Data extracted from a collection:
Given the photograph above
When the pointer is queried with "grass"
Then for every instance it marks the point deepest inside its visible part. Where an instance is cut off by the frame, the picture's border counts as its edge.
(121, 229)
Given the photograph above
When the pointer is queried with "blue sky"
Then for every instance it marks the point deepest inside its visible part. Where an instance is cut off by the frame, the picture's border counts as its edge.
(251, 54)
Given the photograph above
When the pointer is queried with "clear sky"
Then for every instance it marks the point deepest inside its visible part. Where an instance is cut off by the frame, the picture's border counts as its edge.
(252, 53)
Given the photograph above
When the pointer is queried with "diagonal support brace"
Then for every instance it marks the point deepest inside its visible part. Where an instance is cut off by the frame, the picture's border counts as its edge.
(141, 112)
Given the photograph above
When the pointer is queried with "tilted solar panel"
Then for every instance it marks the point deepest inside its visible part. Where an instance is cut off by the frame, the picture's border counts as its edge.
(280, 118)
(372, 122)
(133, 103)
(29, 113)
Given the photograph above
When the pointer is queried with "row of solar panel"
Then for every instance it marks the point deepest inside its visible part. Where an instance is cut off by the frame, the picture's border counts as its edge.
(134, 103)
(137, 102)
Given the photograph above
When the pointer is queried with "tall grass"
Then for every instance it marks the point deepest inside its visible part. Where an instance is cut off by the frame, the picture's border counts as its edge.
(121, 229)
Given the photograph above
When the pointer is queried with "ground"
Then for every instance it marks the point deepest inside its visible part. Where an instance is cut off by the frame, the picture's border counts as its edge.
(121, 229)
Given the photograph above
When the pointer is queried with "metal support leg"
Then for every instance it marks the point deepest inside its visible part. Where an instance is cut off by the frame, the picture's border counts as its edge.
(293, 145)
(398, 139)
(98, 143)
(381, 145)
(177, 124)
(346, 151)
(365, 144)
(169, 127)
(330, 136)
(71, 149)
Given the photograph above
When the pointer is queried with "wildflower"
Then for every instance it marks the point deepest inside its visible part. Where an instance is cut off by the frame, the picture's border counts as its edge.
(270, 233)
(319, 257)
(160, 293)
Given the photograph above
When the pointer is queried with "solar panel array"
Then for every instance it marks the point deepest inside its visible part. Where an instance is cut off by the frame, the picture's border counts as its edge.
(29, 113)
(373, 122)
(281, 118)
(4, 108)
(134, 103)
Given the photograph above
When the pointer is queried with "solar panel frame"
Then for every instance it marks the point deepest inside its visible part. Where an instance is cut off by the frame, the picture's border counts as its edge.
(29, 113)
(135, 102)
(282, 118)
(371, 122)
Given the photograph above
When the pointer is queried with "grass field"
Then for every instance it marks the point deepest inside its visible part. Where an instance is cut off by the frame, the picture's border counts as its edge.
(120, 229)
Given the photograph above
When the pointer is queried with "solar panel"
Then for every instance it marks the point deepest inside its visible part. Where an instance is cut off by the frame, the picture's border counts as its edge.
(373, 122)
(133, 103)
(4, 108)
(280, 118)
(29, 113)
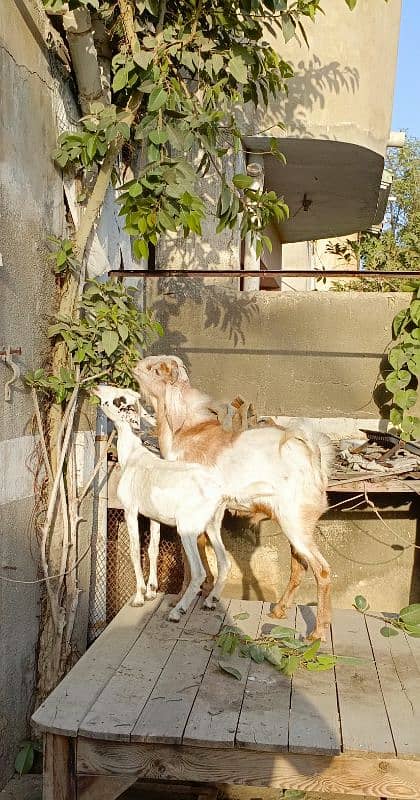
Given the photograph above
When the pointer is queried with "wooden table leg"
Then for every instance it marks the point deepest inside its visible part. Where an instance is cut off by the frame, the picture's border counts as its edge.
(59, 781)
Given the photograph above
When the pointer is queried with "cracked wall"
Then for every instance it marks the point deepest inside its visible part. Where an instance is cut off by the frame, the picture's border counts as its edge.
(299, 354)
(31, 207)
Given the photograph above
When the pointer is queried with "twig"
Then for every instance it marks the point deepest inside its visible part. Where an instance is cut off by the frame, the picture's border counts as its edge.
(71, 409)
(50, 577)
(96, 470)
(41, 434)
(385, 524)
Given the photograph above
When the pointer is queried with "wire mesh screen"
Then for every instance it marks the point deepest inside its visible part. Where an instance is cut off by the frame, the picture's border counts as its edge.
(115, 580)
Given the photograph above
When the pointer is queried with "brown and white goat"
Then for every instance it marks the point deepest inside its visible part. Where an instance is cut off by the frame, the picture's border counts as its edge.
(288, 466)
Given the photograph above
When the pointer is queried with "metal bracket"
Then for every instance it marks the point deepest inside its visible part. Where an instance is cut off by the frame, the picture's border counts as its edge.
(7, 354)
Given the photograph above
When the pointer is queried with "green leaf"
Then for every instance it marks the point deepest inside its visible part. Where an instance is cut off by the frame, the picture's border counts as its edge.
(257, 653)
(110, 341)
(25, 759)
(157, 99)
(415, 311)
(143, 58)
(397, 380)
(291, 663)
(397, 357)
(123, 331)
(411, 614)
(395, 416)
(281, 632)
(400, 322)
(413, 364)
(405, 398)
(217, 63)
(242, 181)
(238, 69)
(230, 670)
(388, 631)
(158, 137)
(288, 27)
(140, 249)
(361, 603)
(412, 630)
(120, 79)
(311, 650)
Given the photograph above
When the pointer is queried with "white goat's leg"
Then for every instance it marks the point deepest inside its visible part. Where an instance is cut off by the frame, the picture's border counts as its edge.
(131, 518)
(197, 575)
(153, 552)
(298, 566)
(222, 558)
(298, 525)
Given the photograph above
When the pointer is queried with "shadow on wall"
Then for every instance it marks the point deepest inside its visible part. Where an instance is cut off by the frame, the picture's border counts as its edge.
(306, 91)
(225, 309)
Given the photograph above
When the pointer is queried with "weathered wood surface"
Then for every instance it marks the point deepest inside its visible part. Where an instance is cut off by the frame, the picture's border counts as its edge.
(117, 709)
(400, 684)
(59, 780)
(364, 721)
(165, 714)
(387, 485)
(214, 716)
(264, 718)
(399, 779)
(313, 705)
(150, 681)
(68, 704)
(102, 787)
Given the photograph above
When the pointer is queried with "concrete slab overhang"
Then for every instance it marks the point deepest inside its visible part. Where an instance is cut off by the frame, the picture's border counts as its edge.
(332, 188)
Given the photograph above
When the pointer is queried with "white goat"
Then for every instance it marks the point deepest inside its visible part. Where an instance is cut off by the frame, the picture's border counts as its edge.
(188, 496)
(290, 466)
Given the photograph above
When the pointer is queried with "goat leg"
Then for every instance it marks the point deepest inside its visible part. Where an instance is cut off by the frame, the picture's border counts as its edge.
(208, 582)
(197, 573)
(298, 565)
(153, 552)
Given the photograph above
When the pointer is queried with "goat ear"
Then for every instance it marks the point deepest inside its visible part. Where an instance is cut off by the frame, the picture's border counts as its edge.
(175, 407)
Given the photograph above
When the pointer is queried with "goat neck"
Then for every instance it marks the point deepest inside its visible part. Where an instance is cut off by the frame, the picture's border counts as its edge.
(127, 442)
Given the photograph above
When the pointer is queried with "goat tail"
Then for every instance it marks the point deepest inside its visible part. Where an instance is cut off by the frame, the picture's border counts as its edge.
(318, 445)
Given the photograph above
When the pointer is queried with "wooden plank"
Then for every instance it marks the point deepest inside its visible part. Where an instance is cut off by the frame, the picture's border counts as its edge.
(59, 778)
(347, 775)
(400, 683)
(165, 714)
(116, 710)
(66, 706)
(390, 485)
(314, 725)
(215, 713)
(102, 787)
(364, 721)
(264, 718)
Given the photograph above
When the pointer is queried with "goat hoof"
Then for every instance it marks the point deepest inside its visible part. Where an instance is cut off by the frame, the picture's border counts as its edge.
(210, 602)
(137, 600)
(176, 614)
(278, 611)
(206, 588)
(318, 633)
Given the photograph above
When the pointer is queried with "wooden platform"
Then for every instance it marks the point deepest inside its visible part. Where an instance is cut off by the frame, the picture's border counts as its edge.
(149, 701)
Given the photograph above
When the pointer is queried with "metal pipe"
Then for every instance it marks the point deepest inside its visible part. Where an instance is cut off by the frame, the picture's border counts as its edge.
(238, 273)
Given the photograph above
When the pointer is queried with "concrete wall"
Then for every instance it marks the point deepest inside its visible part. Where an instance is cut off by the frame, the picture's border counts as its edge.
(300, 354)
(343, 85)
(31, 206)
(292, 353)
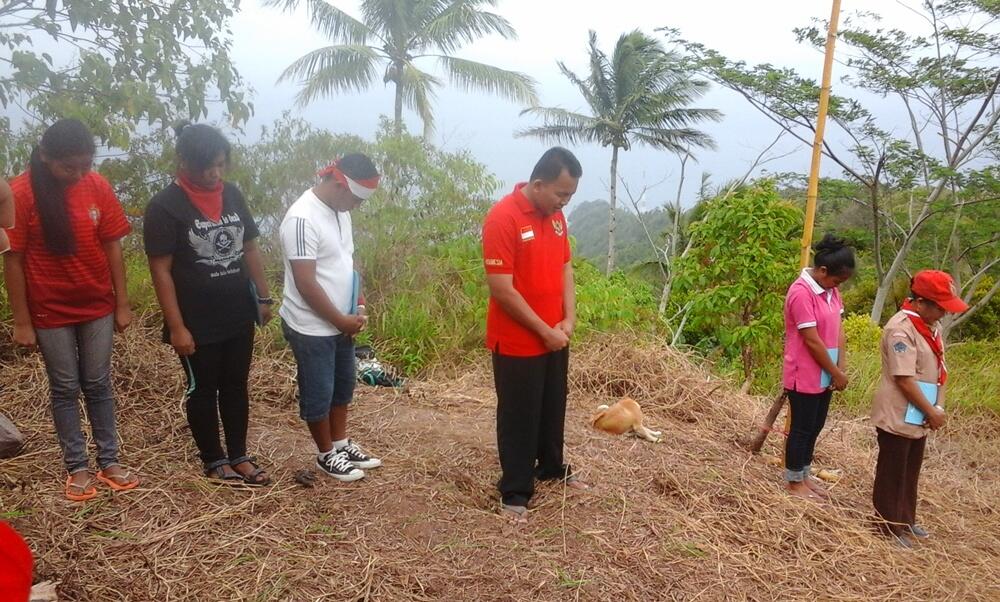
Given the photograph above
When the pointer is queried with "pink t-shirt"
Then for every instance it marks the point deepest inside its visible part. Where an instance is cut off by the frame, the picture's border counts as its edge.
(809, 305)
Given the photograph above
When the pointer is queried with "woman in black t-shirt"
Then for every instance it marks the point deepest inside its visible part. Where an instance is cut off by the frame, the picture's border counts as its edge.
(209, 278)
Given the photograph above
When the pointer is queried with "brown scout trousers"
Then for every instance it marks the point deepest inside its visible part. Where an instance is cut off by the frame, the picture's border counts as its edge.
(896, 476)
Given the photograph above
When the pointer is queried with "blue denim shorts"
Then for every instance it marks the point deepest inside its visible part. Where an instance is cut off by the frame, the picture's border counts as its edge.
(325, 371)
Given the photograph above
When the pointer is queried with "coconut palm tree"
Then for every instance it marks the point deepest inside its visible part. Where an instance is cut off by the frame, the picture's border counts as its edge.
(639, 95)
(392, 37)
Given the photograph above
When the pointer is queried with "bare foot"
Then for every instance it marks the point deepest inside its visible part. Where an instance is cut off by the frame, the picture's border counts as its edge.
(800, 489)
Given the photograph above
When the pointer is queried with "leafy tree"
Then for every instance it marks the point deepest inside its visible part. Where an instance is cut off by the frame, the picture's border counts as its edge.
(946, 82)
(638, 95)
(133, 62)
(742, 259)
(396, 34)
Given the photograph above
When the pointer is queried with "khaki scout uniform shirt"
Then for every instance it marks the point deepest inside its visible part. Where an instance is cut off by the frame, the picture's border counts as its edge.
(904, 353)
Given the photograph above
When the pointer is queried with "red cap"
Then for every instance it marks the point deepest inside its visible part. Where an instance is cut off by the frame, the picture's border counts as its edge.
(938, 286)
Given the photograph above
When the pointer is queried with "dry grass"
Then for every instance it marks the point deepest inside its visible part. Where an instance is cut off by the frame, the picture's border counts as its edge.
(695, 518)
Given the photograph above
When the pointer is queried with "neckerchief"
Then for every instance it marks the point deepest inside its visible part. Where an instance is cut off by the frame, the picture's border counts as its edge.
(933, 339)
(206, 200)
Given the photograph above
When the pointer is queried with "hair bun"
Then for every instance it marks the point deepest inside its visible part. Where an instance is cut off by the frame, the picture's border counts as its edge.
(180, 126)
(829, 244)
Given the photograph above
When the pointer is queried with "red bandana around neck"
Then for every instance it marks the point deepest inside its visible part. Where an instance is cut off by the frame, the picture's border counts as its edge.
(206, 200)
(933, 339)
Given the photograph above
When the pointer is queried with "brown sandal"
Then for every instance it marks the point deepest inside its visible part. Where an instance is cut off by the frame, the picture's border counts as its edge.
(87, 491)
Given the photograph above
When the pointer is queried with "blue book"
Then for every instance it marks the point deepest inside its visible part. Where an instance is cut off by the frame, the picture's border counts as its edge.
(355, 292)
(913, 414)
(258, 318)
(824, 376)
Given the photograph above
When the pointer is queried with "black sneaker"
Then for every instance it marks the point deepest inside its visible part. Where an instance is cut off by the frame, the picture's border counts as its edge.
(357, 456)
(336, 465)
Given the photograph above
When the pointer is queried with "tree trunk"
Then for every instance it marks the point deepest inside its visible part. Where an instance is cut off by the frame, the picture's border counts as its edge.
(398, 106)
(613, 201)
(884, 287)
(675, 233)
(876, 225)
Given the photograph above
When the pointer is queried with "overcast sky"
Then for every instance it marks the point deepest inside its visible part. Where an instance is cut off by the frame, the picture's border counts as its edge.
(266, 41)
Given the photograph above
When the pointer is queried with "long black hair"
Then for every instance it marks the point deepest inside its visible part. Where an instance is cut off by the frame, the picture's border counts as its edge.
(835, 255)
(199, 145)
(64, 139)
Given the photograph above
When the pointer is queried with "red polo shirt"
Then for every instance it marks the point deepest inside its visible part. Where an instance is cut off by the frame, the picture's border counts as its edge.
(76, 288)
(519, 240)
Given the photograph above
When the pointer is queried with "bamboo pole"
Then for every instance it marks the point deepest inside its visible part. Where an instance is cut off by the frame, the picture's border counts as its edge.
(812, 192)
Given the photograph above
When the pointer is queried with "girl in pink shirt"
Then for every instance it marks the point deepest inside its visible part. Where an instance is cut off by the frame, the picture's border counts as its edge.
(814, 357)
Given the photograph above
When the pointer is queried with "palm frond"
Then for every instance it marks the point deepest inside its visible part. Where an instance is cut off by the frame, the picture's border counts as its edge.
(393, 19)
(332, 69)
(461, 22)
(560, 133)
(328, 20)
(472, 75)
(558, 116)
(583, 86)
(419, 90)
(601, 80)
(678, 140)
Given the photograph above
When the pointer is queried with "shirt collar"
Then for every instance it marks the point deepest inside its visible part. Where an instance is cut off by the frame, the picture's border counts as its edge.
(813, 285)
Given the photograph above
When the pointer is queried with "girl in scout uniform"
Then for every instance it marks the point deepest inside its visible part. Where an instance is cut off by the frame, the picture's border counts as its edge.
(909, 400)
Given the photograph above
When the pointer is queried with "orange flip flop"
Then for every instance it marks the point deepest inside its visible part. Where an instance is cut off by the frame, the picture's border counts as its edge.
(112, 483)
(87, 490)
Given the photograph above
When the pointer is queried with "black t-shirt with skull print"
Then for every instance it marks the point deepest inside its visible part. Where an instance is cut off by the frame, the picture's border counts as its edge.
(208, 269)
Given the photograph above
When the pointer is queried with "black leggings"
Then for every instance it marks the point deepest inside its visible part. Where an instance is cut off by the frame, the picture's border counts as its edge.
(217, 376)
(808, 417)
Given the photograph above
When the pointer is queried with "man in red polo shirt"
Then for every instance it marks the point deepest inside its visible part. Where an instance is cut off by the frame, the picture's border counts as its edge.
(530, 320)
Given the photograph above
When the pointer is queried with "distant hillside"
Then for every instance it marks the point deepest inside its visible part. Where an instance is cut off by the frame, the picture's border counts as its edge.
(588, 222)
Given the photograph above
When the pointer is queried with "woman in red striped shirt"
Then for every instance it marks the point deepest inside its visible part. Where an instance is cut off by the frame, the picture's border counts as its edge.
(66, 285)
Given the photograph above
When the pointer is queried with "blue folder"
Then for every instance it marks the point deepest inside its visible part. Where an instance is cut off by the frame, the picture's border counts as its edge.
(355, 292)
(913, 414)
(824, 376)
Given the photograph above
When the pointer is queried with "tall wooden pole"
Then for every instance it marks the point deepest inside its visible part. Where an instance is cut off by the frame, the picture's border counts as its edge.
(812, 192)
(824, 104)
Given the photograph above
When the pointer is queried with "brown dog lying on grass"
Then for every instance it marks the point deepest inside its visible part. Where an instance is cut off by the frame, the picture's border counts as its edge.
(623, 417)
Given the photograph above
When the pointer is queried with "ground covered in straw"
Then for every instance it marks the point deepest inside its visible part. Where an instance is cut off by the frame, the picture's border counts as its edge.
(693, 518)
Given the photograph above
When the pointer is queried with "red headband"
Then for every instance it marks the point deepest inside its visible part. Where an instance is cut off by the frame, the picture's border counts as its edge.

### Task instructions
Copy all lines above where "pink" is present.

### Output for this exercise
When the pointer is queried with "pink t-shirt"
When the pointer is queried with "girl in pink shirt"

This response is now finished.